*TESTO:*
Alla tensione dissolutoria insita nei giochi verbali e nella microcombinatoria oulipiana si affianca una fervida ammirazione per Nicolas Boileau e per gli edifici della codificazione poetica; è facile intuirne i motivi, così presentati da Calvino:
… che l’Art poétique sia considerata da Queneau «uno dei massimi capolavori della letteratura francese» non deve stupire, se si pensa da una parte all’ideale della letteratura classica come coscienza delle regole da seguire e dall’altra alla modernità tematica e linguistica.[1]
Jacques Jouet evidenzia ad esempio come i rapporti tra la rima ed il senso oscillino disinvoltamente nelle poesie di Queneau tra la concezione classica (per Boileau la rima è del tutto subordinata al senso) e quella opposta, sperimentale, in cui il senso viene piegato alle esigenze della rima. In Chêne et chien, ad esempio, Queneau si mostra fin troppo rispettoso del senso:
Fécamp, c’est mon premier voyage;
on va voir la Bénédictine.
J’admire la locomotive:
Je suis avancé pour mon âge.[2]
In questo caso «Queneau non scrive locomotine o Bénédective, cosa di cui sarebbe stato sicuramente capace. La rima deve essere comunque subordinata. Se è solo un’assonanza, poco male, è solo un’assonanza»[3]. Un secondo impiego registra invece la nascita di neologismi per la pura virtù creativa della rima, come in Les murs, dove troviamo, avvolti nelle fasce di un rigoroso rispetto della rima alternata, i neonati tatran e toutance [4]. Quest’uso anticlassico ha ovviamente i suoi precisi referenti, tra cui in particolare Hugo[5] e Mallarmé[6]. Sulle rime mallarmeane si appunterà anche in seguito il suo interesse[7], per la loro intima predisposizione al procedimento oulipiano dell’hai-kaizzazione: si cancella un sonetto conservandone solo le sezioni in rima, che vengono lette come una poesia unitaria. Queneau parla di ridondanza in Mallarmé, perché «si ha l’impressione che nella restrizione ci sia tanto quanto nell’intera poesia»[8]. E’ questa contenibilità della rima ad autorizzare sia l’hai-kaizzazione che l’invenzione neologistica.

*CONSEGNA:* Prosegua il saggio su Queneau e i rapporti tra rima e senso, riprendendo subito dopo la sua ultima frase.

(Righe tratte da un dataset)
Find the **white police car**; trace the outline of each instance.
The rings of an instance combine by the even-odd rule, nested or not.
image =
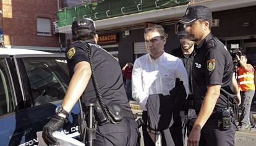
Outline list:
[[[0,145],[37,145],[36,132],[55,114],[69,76],[63,55],[0,49]],[[78,104],[62,131],[78,133]],[[75,136],[75,134],[74,134]]]

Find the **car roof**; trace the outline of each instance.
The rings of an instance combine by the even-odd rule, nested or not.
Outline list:
[[[0,48],[0,55],[27,55],[27,54],[54,54],[53,53],[46,52],[40,51],[28,50],[23,49],[7,49]]]

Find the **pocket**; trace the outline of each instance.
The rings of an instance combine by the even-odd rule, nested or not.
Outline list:
[[[127,132],[128,126],[123,123],[108,123],[98,126],[98,132],[104,139],[105,144],[112,144],[111,145],[126,145],[129,140]]]
[[[114,124],[109,123],[98,126],[99,132],[103,134],[126,132],[126,128],[127,126],[122,123]]]

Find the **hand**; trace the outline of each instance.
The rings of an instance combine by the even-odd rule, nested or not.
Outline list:
[[[194,125],[187,139],[187,146],[198,145],[200,135],[201,128],[200,126]]]
[[[51,119],[43,129],[43,139],[48,145],[54,145],[57,142],[57,139],[53,136],[54,131],[59,131],[67,120],[56,115]]]
[[[239,105],[241,103],[241,95],[240,95],[240,93],[237,93],[236,95],[236,100],[237,102],[237,105]]]

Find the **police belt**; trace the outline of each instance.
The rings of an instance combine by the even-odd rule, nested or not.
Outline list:
[[[122,116],[124,118],[128,118],[135,120],[134,115],[132,113],[132,112],[127,110],[122,109]]]
[[[230,109],[230,116],[232,117],[234,117],[234,110],[233,109],[233,107],[229,107]],[[198,115],[200,112],[200,110],[195,110],[195,113],[197,115]],[[222,115],[221,111],[213,111],[213,113],[210,116],[208,120],[220,120],[221,118]]]

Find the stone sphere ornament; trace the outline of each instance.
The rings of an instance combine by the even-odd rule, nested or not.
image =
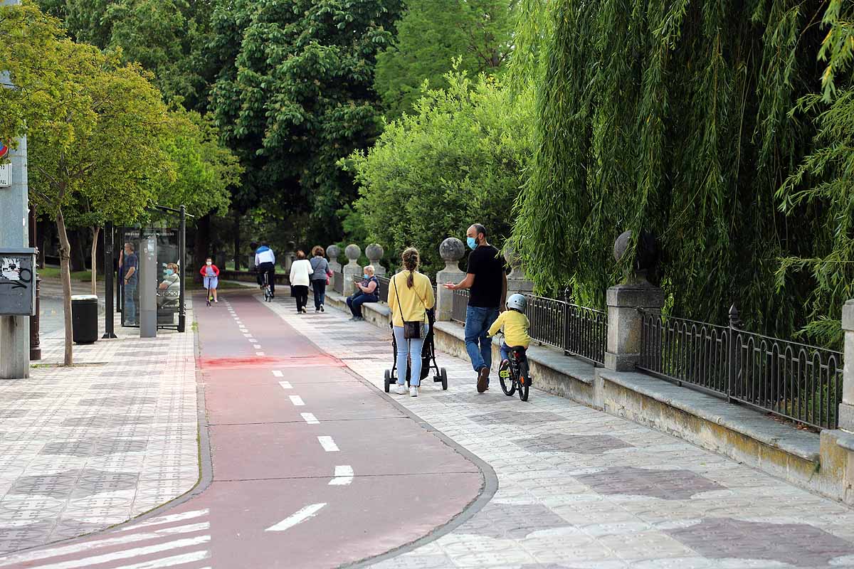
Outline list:
[[[614,260],[619,263],[629,251],[632,241],[632,232],[623,231],[614,241]],[[641,230],[640,236],[635,244],[635,264],[631,274],[627,276],[637,276],[646,280],[651,275],[658,261],[658,247],[655,235],[649,231]]]
[[[459,263],[465,256],[465,247],[456,237],[448,237],[439,246],[439,256],[445,264]]]
[[[355,263],[361,256],[362,250],[355,243],[350,243],[344,247],[344,254],[347,256],[347,258],[350,259],[350,263]]]

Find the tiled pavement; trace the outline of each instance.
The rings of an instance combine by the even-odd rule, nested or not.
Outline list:
[[[290,299],[272,308],[383,388],[388,332],[335,310],[299,316]],[[427,381],[418,398],[394,397],[491,465],[499,489],[376,569],[854,567],[854,511],[838,502],[568,399],[535,390],[522,403],[498,385],[479,395],[468,362],[438,360],[448,391]]]
[[[51,365],[62,331],[44,335],[31,377],[0,381],[0,554],[125,521],[198,480],[195,334],[116,333],[75,345],[70,369]]]

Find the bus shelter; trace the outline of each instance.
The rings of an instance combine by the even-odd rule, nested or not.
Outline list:
[[[114,235],[113,243],[104,244],[104,252],[112,256],[105,259],[107,266],[114,267],[110,276],[118,277],[114,280],[115,306],[121,314],[122,327],[139,328],[142,314],[147,308],[154,310],[153,299],[157,328],[185,330],[185,270],[191,264],[186,251],[188,217],[192,216],[186,214],[183,206],[178,209],[158,206],[143,224],[105,231],[105,240],[108,233],[109,237]],[[114,293],[111,284],[107,283],[108,298]],[[107,304],[109,307],[112,302]],[[112,315],[107,316],[111,322]]]

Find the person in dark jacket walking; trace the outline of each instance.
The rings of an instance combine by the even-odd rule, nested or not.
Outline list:
[[[326,299],[326,285],[331,271],[329,261],[324,257],[323,247],[318,245],[312,249],[312,290],[314,291],[314,311],[323,312],[323,303]]]

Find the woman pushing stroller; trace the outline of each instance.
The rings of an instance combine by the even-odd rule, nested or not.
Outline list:
[[[389,283],[389,308],[397,345],[397,393],[407,392],[407,371],[411,360],[409,395],[414,398],[418,396],[421,350],[430,326],[427,311],[433,308],[436,298],[430,278],[418,271],[420,263],[418,249],[408,247],[401,255],[401,260],[403,269]]]

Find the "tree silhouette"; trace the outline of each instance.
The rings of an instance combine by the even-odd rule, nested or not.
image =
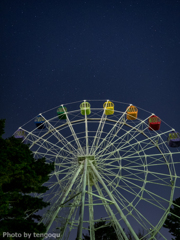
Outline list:
[[[96,222],[94,224],[94,229],[95,229],[95,239],[96,240],[112,240],[112,239],[116,240],[116,239],[118,239],[113,226],[106,225],[105,220]],[[89,235],[83,234],[83,240],[90,240],[90,230],[88,230],[88,232],[89,232]]]
[[[24,232],[46,231],[43,223],[38,225],[41,216],[35,213],[49,203],[29,194],[48,190],[41,185],[48,181],[54,164],[46,164],[45,158],[34,159],[29,146],[20,139],[3,139],[4,126],[5,120],[0,120],[0,237],[3,232],[17,232],[22,234],[21,239],[27,240]]]

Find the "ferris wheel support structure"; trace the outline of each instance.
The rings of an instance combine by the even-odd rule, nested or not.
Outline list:
[[[116,104],[120,110],[110,100],[96,108],[84,100],[80,109],[69,111],[61,104],[55,117],[49,117],[51,111],[39,114],[34,130],[27,130],[29,125],[18,130],[17,137],[30,143],[35,158],[45,157],[55,164],[44,184],[48,192],[34,196],[51,203],[41,222],[47,233],[56,226],[59,240],[68,240],[74,229],[82,240],[87,223],[91,240],[106,226],[114,228],[119,240],[128,240],[124,228],[139,240],[136,226],[149,240],[157,240],[158,233],[166,239],[160,229],[173,204],[175,188],[180,188],[174,166],[180,151],[171,151],[169,146],[174,144],[173,136],[180,135],[173,135],[175,130],[167,125],[160,131],[161,119],[155,114],[132,104],[125,109],[124,103]],[[177,141],[180,145],[180,139]],[[99,219],[97,212],[102,208],[105,213]],[[158,219],[151,219],[147,209],[157,211]],[[105,225],[96,228],[97,222]]]

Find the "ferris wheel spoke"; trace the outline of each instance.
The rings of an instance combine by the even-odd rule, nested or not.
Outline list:
[[[67,120],[69,129],[70,129],[70,131],[71,131],[71,133],[72,133],[72,136],[73,136],[73,138],[74,138],[74,140],[75,140],[75,142],[76,142],[76,145],[77,145],[80,153],[83,154],[82,146],[81,146],[81,144],[80,144],[80,142],[79,142],[79,139],[77,138],[77,135],[76,135],[76,133],[75,133],[75,131],[74,131],[74,128],[73,128],[73,126],[72,126],[72,124],[71,124],[71,121],[69,120],[68,114],[67,114],[67,112],[65,111],[64,106],[63,106],[63,105],[61,105],[61,106],[62,106],[62,108],[63,108],[63,111],[64,111],[65,115],[66,115],[66,120]]]
[[[96,189],[97,189],[97,191],[98,191],[99,196],[101,196],[101,198],[102,198],[102,202],[103,202],[103,204],[104,204],[104,207],[105,207],[105,209],[106,209],[106,212],[107,212],[108,215],[113,219],[114,225],[116,226],[116,232],[117,232],[118,239],[121,240],[121,239],[122,239],[122,236],[123,236],[123,237],[124,237],[124,240],[128,240],[128,238],[127,238],[124,230],[122,229],[121,225],[120,225],[119,222],[117,221],[117,218],[115,217],[113,211],[111,210],[110,206],[107,204],[107,202],[106,202],[106,200],[105,200],[105,197],[104,197],[104,195],[103,195],[103,193],[102,193],[102,191],[101,191],[98,183],[96,183],[96,182],[94,181],[94,185],[95,185],[95,187],[96,187]]]
[[[38,136],[36,134],[34,134],[33,132],[29,132],[25,129],[22,128],[22,130],[26,133],[28,133],[27,135],[27,140],[32,143],[32,145],[30,146],[30,149],[33,148],[34,146],[39,147],[36,151],[39,151],[40,148],[46,150],[47,152],[52,152],[55,155],[58,154],[59,150],[61,149],[61,151],[63,151],[66,154],[69,154],[69,151],[67,151],[66,149],[61,148],[60,146],[58,146],[55,143],[52,143],[50,141],[48,141],[48,139],[43,138],[47,135],[44,134],[43,136]],[[73,152],[71,151],[71,153],[73,154]]]
[[[105,110],[104,110],[105,112]],[[124,118],[124,115],[126,114],[126,112],[124,112],[122,114],[122,116],[118,119],[118,121],[116,121],[116,123],[113,125],[113,127],[111,128],[111,130],[106,134],[106,137],[103,138],[103,140],[100,142],[98,148],[96,148],[96,150],[94,151],[94,154],[96,153],[97,150],[99,150],[105,142],[109,142],[111,144],[112,140],[114,139],[114,135],[116,136],[117,133],[121,130],[124,122],[121,122],[121,120]],[[106,117],[107,119],[107,117]],[[100,138],[101,135],[99,135]],[[111,136],[113,136],[113,138],[111,138]],[[111,141],[110,141],[111,140]]]
[[[123,221],[125,222],[126,226],[129,228],[129,230],[131,231],[133,237],[135,238],[135,240],[139,240],[136,233],[134,232],[133,228],[131,227],[129,221],[126,219],[124,213],[122,212],[122,210],[119,208],[119,205],[117,204],[117,202],[115,201],[115,199],[113,198],[112,194],[110,193],[109,189],[107,188],[106,184],[104,183],[104,181],[102,180],[102,178],[100,177],[98,171],[96,170],[96,168],[94,167],[94,165],[90,162],[91,168],[94,171],[94,174],[96,175],[96,177],[99,179],[100,183],[103,185],[104,189],[106,190],[107,194],[109,195],[110,199],[114,202],[114,205],[116,207],[116,209],[118,210],[118,212],[120,213],[120,216],[122,217]]]
[[[141,187],[140,187],[139,185],[137,185],[137,184],[135,184],[135,183],[133,183],[133,182],[130,182],[130,181],[128,181],[127,179],[123,179],[122,181],[123,181],[123,182],[126,181],[127,183],[133,185],[134,187],[137,187],[137,188],[141,189]],[[144,191],[145,191],[146,193],[152,194],[154,197],[160,198],[162,201],[169,202],[169,200],[167,200],[167,199],[165,199],[165,198],[163,198],[163,197],[161,197],[161,196],[159,196],[159,195],[157,195],[157,194],[155,194],[155,193],[153,193],[153,192],[151,192],[151,191],[149,191],[149,190],[147,190],[147,189],[144,189]],[[146,198],[143,198],[143,200],[146,200],[146,201],[147,201]]]
[[[94,137],[94,140],[93,140],[93,143],[92,143],[92,146],[91,146],[90,154],[95,154],[95,150],[94,149],[96,149],[96,146],[98,146],[98,144],[99,144],[99,141],[100,141],[103,129],[104,129],[104,125],[105,125],[106,119],[107,119],[107,115],[105,115],[105,109],[104,109],[102,117],[101,117],[101,119],[99,121],[99,126],[98,126],[98,129],[96,131],[96,135]]]
[[[72,203],[72,207],[71,207],[70,212],[69,212],[69,215],[68,215],[68,217],[67,217],[67,219],[66,219],[66,221],[65,221],[65,224],[64,224],[63,227],[61,227],[62,231],[61,231],[61,236],[60,236],[59,239],[63,239],[64,234],[65,234],[65,232],[66,232],[66,230],[67,230],[68,225],[70,225],[70,228],[71,228],[71,226],[73,225],[74,221],[70,221],[70,219],[71,219],[71,217],[73,216],[73,214],[75,215],[75,212],[76,212],[77,209],[78,209],[78,207],[77,207],[76,205],[79,205],[79,203],[80,203],[80,195],[78,195],[78,196],[76,196],[76,197],[74,198],[74,201],[73,201],[73,203]],[[75,216],[74,216],[74,218],[75,218]]]
[[[44,116],[42,117],[45,120],[45,124],[47,125],[49,132],[52,133],[52,135],[67,149],[67,151],[77,152],[76,148],[68,142],[66,138]]]
[[[82,164],[81,164],[81,165],[79,166],[78,170],[76,171],[76,173],[74,174],[74,176],[73,176],[73,178],[72,178],[72,180],[71,180],[71,183],[70,183],[69,186],[67,187],[67,190],[66,190],[64,196],[62,197],[62,200],[61,200],[61,203],[59,204],[59,207],[55,210],[55,212],[53,213],[53,217],[49,220],[49,222],[48,222],[48,224],[47,224],[47,229],[46,229],[46,231],[48,231],[49,228],[51,227],[51,225],[52,225],[55,217],[57,216],[58,212],[59,212],[60,209],[61,209],[61,205],[64,203],[64,201],[65,201],[65,199],[66,199],[69,191],[71,190],[71,188],[72,188],[72,186],[73,186],[73,184],[74,184],[74,182],[75,182],[78,174],[80,173],[82,167],[83,167],[83,166],[82,166]]]
[[[115,191],[115,192],[118,192],[116,188],[114,189],[114,191]],[[150,223],[150,222],[136,209],[136,205],[137,205],[137,204],[140,202],[140,200],[141,200],[139,194],[137,195],[137,197],[139,197],[139,201],[136,203],[136,205],[133,205],[133,201],[134,201],[135,199],[134,199],[132,202],[129,202],[129,201],[124,197],[124,195],[121,194],[120,192],[118,192],[118,195],[119,195],[120,197],[115,197],[115,196],[114,196],[114,198],[116,199],[116,201],[118,201],[119,199],[123,198],[124,201],[126,202],[126,206],[123,204],[123,205],[124,205],[124,208],[122,209],[122,210],[126,210],[126,211],[128,212],[126,216],[131,215],[131,216],[140,224],[140,226],[143,227],[143,228],[146,227],[146,229],[148,229],[148,227],[145,225],[146,223],[148,223],[149,226],[154,227],[154,226],[152,225],[152,223]],[[118,201],[118,202],[119,202],[119,201]],[[119,202],[119,203],[122,205],[121,202]],[[130,209],[128,209],[127,206],[129,206]],[[135,211],[135,212],[136,212],[138,218],[135,217],[135,216],[132,214],[132,211]]]
[[[148,117],[149,118],[149,117]],[[129,124],[126,124],[128,127],[130,127],[130,130],[129,131],[127,131],[125,134],[123,134],[122,136],[120,136],[120,137],[118,137],[113,143],[110,143],[109,145],[108,145],[108,147],[110,147],[111,145],[114,145],[114,144],[116,144],[116,142],[118,142],[118,144],[120,145],[121,144],[121,141],[122,140],[124,140],[125,138],[127,138],[127,141],[129,141],[129,135],[131,135],[132,133],[133,133],[133,131],[134,132],[138,132],[137,133],[137,136],[139,135],[139,134],[141,134],[142,133],[142,130],[139,130],[138,129],[138,127],[140,128],[141,126],[143,126],[143,124],[145,123],[145,121],[148,119],[148,118],[146,118],[144,121],[142,121],[142,122],[140,122],[139,124],[137,124],[136,125],[136,127],[133,127],[133,126],[131,126],[131,125],[129,125]],[[116,123],[117,124],[117,123]],[[116,125],[115,124],[115,125]],[[135,131],[136,130],[136,131]],[[107,136],[108,136],[109,134],[107,134]],[[107,136],[104,138],[104,140],[102,141],[102,142],[104,142],[105,141],[105,139],[107,138]],[[134,137],[133,137],[134,138]],[[132,140],[132,139],[131,139]],[[102,142],[101,142],[101,144],[102,144]],[[101,150],[101,151],[99,151],[98,152],[98,154],[103,154],[103,152],[105,151],[107,149],[107,147],[105,147],[105,148],[103,148],[103,150]]]

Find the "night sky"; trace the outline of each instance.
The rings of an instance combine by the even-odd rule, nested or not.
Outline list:
[[[5,138],[84,99],[132,103],[180,131],[180,1],[6,0],[0,13]]]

*RISULTATO FINALE:*
Non tutte le poesie sono hai-kaizzabili, ossia non tutte le poesie si lasciano trattare – o maltrattare – così […]; in Mallarmé e in particolare nei sonetti di Mallarmé, ogni verso è un piccolo mondo, un’unità il cui significato viene in certo senso ad accumularsi nella sezione in rima, mentre in Racine o Victor Hugo, più ancora che in Molière o Lamartine, il senso corre in certo modo attraverso le rime e non si trattiene, non vi si può raccogliere.[9]
Ma esiste un’ulteriore possibilità di utilizzo della rima, che subordina a sé l’intero argomento della poesia. La produttività della rima si esplicita ad esempio in un componimento dell’Instant fatal, dal titolo A l’heure où…:
A l’heure où dorment les imbéciles
les oies du Capitole
comme des libellules
volent à tire-d’aile
loin des vestalespendant ce temps les Gaulois
n’en ratent pas une.[10]
Si tratta di una poesia le cui “rime” (il/ol/ul/el/al) comprendono successivamente le cinque vocali e nell’enunciato les Gaulois, in clausola, figurano nuovamente le cinque vocali e soltanto queste. Les Gaulois non si lasciano sfuggire neppure una vocale, si potrebbe dire parafrasando il testo. La poesia è oscura e sembra apparentemente un non senso, ma in realtà il senso sta nella sua forma.[11]
Questa produttività della rima, che Jouet assimila ai limericks di Edward Lear, ma che potrebbe essere concepita anche come antitesi alle Voyelles rimbaldiane, ha in realtà dietro di sé principalmente Raymond Roussel: ricordiamo che Roussel apparenta il suo procedimento alla rima, poiché «nei due casi c’è creazione imprevista dovuta a combinazioni foniche». Per Giancarlo Roscioni, peraltro, i prodromi di quest’uso totalizzante della rima erano già stati gettati da tempo: dalla metà del Seicento, quando entrò in voga l’esercizio dei «bouts-rimés», sonetti derivati dal riempimento logico delle code rimate dei versi, stilate preventivamente e scelte in ragione diretta della loro distanza semantica. Il giudizio dei letterati, tra cui quello di Banville, oscillava tra la disapprovazione e il riconoscimento di una certa abilità ai solutori di questi giochi.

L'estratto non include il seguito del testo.